## [Exercise description]
Transcribe exactly, please, the line bearing "of the bare" and all later lines through the end of the records, with the pictures left out.

[Records from a data collection]
'''

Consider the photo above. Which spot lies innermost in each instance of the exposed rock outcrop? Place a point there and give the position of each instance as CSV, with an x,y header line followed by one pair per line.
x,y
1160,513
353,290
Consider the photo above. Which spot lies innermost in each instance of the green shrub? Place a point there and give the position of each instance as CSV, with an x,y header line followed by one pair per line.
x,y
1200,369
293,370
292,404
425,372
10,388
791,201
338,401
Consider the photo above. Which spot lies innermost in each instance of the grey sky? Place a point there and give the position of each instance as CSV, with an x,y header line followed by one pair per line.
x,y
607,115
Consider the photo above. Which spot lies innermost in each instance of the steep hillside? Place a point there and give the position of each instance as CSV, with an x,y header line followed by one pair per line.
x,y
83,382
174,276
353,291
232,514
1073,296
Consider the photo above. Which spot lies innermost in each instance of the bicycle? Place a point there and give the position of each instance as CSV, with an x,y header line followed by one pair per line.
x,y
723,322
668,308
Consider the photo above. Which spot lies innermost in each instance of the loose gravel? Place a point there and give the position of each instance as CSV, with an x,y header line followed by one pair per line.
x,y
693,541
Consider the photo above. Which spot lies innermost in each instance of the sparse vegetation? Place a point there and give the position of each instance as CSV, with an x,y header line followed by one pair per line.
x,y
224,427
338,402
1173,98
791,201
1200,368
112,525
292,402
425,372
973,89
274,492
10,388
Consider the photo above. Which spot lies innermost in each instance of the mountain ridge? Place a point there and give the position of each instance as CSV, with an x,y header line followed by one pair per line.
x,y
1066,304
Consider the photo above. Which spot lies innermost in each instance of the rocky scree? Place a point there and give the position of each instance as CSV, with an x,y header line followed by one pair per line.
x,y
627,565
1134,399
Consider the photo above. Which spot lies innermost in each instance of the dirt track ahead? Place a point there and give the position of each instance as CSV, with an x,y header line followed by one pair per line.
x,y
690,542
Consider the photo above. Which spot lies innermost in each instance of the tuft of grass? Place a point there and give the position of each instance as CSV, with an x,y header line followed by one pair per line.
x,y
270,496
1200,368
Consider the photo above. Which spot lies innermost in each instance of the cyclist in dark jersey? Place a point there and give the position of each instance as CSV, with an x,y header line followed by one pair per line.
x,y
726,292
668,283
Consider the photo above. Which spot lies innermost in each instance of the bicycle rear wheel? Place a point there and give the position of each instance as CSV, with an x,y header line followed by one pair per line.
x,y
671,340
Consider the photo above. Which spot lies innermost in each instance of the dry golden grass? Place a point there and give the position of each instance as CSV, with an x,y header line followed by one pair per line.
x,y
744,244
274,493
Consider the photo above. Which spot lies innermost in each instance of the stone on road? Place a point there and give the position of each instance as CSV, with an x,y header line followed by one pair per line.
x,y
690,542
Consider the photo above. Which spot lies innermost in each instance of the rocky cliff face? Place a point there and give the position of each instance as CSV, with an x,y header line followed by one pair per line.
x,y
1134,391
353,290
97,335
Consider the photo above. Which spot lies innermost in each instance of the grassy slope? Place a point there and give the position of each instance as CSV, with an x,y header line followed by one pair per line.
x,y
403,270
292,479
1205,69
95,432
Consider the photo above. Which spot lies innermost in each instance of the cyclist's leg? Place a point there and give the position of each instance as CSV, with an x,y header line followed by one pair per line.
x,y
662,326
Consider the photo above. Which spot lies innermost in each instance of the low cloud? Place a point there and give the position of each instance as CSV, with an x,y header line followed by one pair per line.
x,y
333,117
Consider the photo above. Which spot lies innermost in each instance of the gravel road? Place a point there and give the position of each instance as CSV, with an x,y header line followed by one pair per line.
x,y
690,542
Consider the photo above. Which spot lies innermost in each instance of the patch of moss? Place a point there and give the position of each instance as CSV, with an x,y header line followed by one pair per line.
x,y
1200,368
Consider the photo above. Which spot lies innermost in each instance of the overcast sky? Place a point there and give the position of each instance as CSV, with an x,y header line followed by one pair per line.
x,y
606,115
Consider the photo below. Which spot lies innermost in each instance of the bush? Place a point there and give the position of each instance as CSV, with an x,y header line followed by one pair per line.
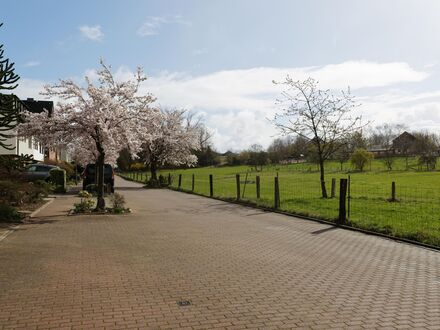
x,y
158,183
58,177
118,201
9,214
69,168
84,206
85,194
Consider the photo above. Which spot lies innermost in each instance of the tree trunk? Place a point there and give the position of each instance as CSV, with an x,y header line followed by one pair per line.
x,y
322,178
100,205
153,171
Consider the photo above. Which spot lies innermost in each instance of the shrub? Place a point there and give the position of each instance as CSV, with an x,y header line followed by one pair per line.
x,y
157,183
58,177
85,194
9,214
69,168
118,201
84,206
92,188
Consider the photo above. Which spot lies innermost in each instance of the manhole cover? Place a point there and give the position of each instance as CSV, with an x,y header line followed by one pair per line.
x,y
184,303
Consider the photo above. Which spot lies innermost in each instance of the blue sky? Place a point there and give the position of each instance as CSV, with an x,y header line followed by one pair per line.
x,y
219,57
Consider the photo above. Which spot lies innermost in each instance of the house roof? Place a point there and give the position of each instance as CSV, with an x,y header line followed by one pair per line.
x,y
36,106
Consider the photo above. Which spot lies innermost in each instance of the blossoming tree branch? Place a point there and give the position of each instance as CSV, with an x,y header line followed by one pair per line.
x,y
96,121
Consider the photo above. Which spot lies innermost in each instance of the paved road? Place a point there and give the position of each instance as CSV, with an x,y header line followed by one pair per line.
x,y
239,268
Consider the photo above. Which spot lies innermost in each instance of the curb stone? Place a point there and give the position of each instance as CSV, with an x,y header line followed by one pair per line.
x,y
48,201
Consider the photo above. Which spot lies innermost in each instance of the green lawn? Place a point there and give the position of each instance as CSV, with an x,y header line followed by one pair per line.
x,y
415,216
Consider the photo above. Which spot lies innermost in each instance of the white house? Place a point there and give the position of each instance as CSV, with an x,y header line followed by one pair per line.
x,y
28,146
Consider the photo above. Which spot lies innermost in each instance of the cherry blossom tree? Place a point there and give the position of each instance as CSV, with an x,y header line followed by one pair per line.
x,y
95,121
171,139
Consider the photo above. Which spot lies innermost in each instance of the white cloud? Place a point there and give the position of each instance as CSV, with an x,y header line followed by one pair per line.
x,y
153,24
200,51
237,103
31,64
29,88
91,32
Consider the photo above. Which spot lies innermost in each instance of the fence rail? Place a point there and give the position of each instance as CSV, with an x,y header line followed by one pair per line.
x,y
394,210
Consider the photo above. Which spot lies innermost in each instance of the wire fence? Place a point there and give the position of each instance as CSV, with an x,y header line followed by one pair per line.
x,y
395,210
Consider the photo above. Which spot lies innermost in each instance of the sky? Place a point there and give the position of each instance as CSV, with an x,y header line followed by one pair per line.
x,y
218,58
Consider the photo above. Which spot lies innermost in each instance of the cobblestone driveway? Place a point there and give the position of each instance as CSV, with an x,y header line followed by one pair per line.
x,y
239,268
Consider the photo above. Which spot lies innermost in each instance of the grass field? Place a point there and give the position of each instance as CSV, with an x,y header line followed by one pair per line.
x,y
415,216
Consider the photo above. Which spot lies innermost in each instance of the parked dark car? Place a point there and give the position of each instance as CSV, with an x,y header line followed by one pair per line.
x,y
36,172
90,176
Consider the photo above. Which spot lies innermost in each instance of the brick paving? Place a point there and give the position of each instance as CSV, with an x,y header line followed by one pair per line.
x,y
239,267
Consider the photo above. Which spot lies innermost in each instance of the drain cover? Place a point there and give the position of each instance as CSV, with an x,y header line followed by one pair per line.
x,y
184,303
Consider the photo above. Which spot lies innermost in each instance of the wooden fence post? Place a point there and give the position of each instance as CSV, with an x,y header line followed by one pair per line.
x,y
342,219
333,192
257,186
277,194
237,180
393,192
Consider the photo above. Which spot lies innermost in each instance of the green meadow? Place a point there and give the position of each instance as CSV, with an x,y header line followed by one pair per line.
x,y
415,215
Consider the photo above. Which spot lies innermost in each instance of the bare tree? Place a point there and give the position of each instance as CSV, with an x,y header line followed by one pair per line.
x,y
318,115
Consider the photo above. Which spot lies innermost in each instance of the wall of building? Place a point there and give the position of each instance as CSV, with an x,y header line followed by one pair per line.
x,y
26,146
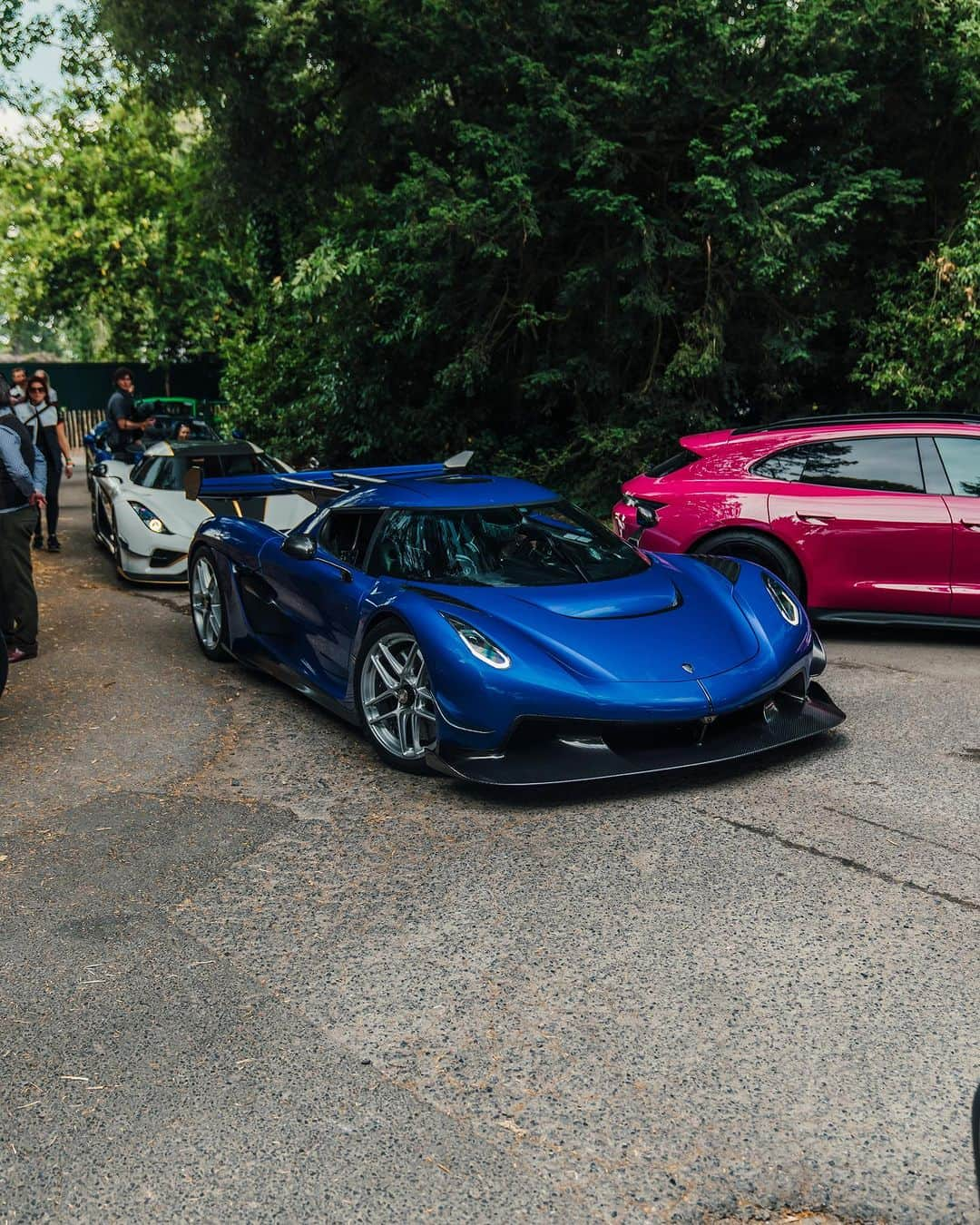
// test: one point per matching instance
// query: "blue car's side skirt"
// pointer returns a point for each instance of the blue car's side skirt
(588, 751)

'''

## [Result]
Consider the photo above. Which spot lies innermost in each instance of the bare tree? Place a point there and give the position of each instance as CSV, with an x,y header line followed by one pair per line.
x,y
318,115
Consider the photo above. Which spot lies innermost in each instance of the wall of building? Place a point there and give the position of each instance as CSV, with an x,y header line followed by one pair per line.
x,y
26,146
// test: one point per matching instance
// query: "blue car's side skirt"
// pointer returns a point for each instance of the blue car's side skirt
(588, 751)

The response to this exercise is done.